── Data records ──

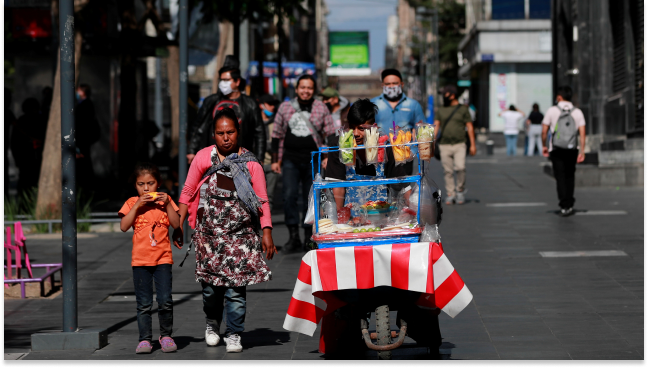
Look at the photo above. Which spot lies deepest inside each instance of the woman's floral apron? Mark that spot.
(228, 249)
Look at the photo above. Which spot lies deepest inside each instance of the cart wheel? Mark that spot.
(383, 330)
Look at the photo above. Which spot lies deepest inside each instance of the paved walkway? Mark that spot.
(525, 306)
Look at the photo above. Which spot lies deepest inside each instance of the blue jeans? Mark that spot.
(143, 278)
(293, 175)
(213, 297)
(511, 144)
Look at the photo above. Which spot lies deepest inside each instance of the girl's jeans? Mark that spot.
(511, 144)
(143, 278)
(213, 307)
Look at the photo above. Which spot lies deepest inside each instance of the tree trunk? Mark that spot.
(48, 203)
(173, 71)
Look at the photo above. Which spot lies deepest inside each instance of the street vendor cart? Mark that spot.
(373, 258)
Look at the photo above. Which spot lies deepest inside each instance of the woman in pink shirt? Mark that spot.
(226, 199)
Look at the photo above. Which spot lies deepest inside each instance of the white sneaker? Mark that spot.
(233, 343)
(211, 336)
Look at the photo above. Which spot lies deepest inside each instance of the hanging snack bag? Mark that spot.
(397, 137)
(346, 140)
(425, 137)
(371, 140)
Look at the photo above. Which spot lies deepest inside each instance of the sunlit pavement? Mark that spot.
(526, 305)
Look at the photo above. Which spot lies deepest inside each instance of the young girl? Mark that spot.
(150, 214)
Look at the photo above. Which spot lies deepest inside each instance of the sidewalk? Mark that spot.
(525, 306)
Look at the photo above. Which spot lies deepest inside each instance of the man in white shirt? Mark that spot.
(564, 159)
(512, 118)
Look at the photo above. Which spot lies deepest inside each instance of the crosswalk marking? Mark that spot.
(584, 253)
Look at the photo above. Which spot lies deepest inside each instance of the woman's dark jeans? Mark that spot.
(235, 307)
(143, 278)
(295, 174)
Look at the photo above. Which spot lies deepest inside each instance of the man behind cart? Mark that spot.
(424, 324)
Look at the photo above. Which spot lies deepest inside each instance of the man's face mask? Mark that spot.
(392, 92)
(225, 87)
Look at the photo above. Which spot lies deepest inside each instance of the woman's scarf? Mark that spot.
(237, 165)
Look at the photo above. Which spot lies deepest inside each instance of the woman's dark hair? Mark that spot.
(226, 113)
(145, 168)
(565, 92)
(306, 77)
(361, 111)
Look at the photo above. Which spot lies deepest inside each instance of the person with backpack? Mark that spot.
(301, 127)
(253, 132)
(567, 125)
(452, 122)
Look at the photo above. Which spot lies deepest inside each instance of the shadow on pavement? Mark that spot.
(264, 337)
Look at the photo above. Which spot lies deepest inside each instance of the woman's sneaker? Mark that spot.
(144, 347)
(168, 345)
(233, 343)
(211, 336)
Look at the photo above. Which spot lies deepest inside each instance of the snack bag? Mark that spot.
(425, 137)
(402, 154)
(382, 153)
(346, 140)
(371, 140)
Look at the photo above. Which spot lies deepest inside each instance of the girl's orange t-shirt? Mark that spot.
(151, 227)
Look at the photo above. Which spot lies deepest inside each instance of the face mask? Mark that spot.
(225, 87)
(392, 92)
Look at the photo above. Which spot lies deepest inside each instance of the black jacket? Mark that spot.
(253, 132)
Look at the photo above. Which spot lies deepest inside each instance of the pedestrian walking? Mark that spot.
(268, 105)
(301, 126)
(567, 126)
(338, 106)
(512, 118)
(225, 197)
(150, 214)
(253, 136)
(396, 108)
(534, 128)
(452, 123)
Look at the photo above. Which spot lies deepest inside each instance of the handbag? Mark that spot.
(437, 155)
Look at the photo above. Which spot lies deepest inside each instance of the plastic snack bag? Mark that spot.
(425, 137)
(346, 140)
(402, 154)
(371, 140)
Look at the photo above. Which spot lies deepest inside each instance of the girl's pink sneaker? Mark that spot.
(168, 345)
(144, 347)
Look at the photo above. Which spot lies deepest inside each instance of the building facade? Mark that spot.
(506, 55)
(599, 49)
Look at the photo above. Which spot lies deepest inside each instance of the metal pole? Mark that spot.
(184, 61)
(184, 64)
(68, 167)
(159, 139)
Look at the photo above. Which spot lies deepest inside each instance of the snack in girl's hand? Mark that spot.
(425, 137)
(346, 140)
(402, 154)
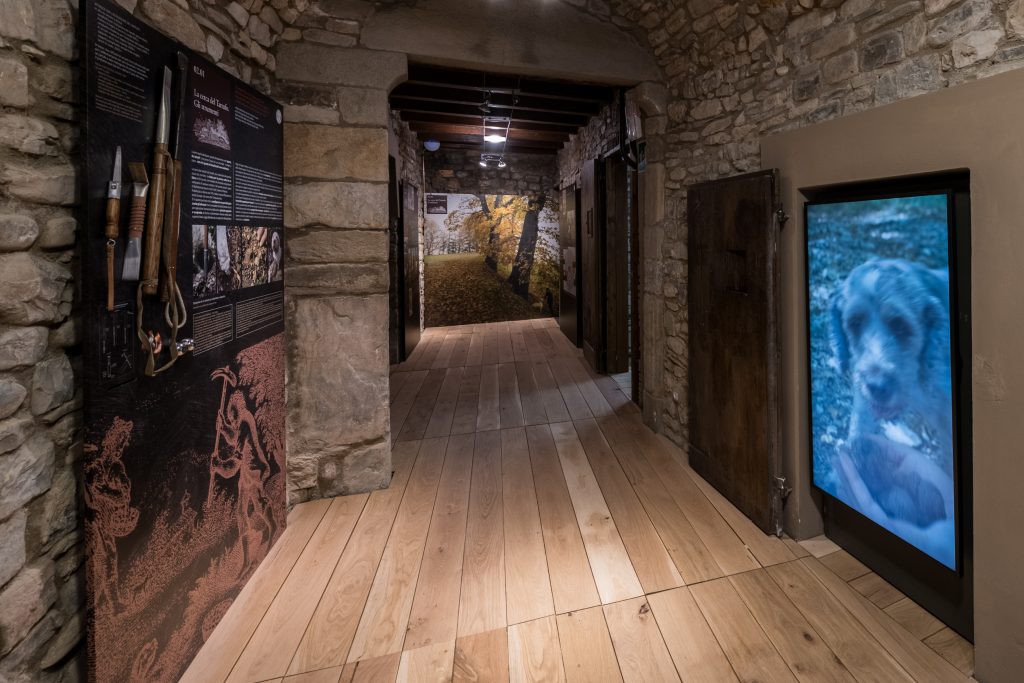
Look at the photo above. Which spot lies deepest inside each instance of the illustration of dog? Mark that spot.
(890, 333)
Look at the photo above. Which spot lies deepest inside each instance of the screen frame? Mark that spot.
(945, 592)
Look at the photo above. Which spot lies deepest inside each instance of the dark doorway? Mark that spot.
(568, 308)
(411, 267)
(733, 341)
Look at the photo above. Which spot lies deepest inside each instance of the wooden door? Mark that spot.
(592, 262)
(616, 265)
(568, 307)
(411, 255)
(733, 341)
(394, 265)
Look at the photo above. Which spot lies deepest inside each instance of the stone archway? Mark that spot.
(335, 78)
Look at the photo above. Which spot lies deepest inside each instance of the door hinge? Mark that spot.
(782, 217)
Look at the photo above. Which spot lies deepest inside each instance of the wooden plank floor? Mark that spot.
(537, 530)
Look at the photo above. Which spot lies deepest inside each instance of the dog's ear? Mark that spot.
(934, 363)
(841, 345)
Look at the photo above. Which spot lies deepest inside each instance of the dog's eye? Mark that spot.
(900, 327)
(855, 325)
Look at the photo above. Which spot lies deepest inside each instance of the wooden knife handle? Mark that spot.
(113, 218)
(172, 210)
(136, 216)
(155, 222)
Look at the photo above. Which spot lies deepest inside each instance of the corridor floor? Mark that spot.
(536, 529)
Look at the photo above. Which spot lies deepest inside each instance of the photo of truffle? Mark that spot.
(213, 132)
(249, 247)
(275, 257)
(211, 261)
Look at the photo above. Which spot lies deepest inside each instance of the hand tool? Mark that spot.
(136, 221)
(155, 217)
(113, 223)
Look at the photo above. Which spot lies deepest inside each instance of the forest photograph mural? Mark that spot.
(489, 258)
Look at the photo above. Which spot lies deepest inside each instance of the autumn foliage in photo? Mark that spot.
(491, 258)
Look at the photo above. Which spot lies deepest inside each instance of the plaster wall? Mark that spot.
(975, 126)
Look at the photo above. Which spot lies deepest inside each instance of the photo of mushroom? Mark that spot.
(249, 248)
(275, 257)
(211, 261)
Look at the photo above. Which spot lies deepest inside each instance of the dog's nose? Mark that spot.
(880, 389)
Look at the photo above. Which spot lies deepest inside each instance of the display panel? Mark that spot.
(882, 382)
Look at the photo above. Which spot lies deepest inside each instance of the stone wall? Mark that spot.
(336, 211)
(459, 171)
(594, 140)
(41, 539)
(739, 71)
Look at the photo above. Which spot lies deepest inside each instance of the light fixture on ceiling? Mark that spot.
(496, 128)
(493, 161)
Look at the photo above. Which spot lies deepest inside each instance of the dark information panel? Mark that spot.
(184, 469)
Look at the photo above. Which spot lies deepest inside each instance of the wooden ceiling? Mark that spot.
(444, 104)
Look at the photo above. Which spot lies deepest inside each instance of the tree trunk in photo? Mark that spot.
(491, 258)
(523, 264)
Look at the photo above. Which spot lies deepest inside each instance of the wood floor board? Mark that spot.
(482, 657)
(332, 628)
(481, 603)
(571, 581)
(844, 565)
(215, 660)
(554, 406)
(444, 406)
(534, 412)
(650, 559)
(574, 402)
(423, 407)
(460, 354)
(377, 670)
(692, 557)
(464, 421)
(877, 589)
(535, 653)
(844, 634)
(407, 397)
(523, 552)
(509, 403)
(275, 640)
(691, 643)
(912, 655)
(588, 655)
(639, 647)
(727, 549)
(431, 664)
(613, 572)
(527, 588)
(751, 652)
(434, 616)
(487, 414)
(809, 658)
(385, 616)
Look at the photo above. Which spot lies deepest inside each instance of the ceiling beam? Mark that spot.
(513, 133)
(425, 117)
(572, 120)
(438, 76)
(500, 103)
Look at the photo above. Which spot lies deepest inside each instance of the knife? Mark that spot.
(113, 221)
(155, 216)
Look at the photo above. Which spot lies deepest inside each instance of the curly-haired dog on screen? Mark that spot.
(890, 330)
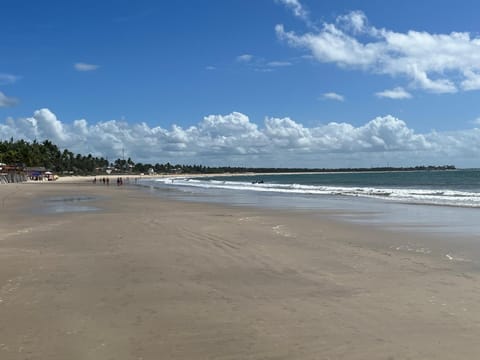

───

What this task involves: Starting with the line that contains "knife? Mark that spot.", print every remaining line of the records above, exactly as it stands. Do not print the pictures.

Exercise result:
Look at the photo above. Which spot lies deepest inside each instance of the knife? Mark that spot.
(113, 221)
(155, 216)
Look at the photo above. Which spot lies deepest inside each instance of the curly-haired dog on screen? Mark that spot.
(890, 330)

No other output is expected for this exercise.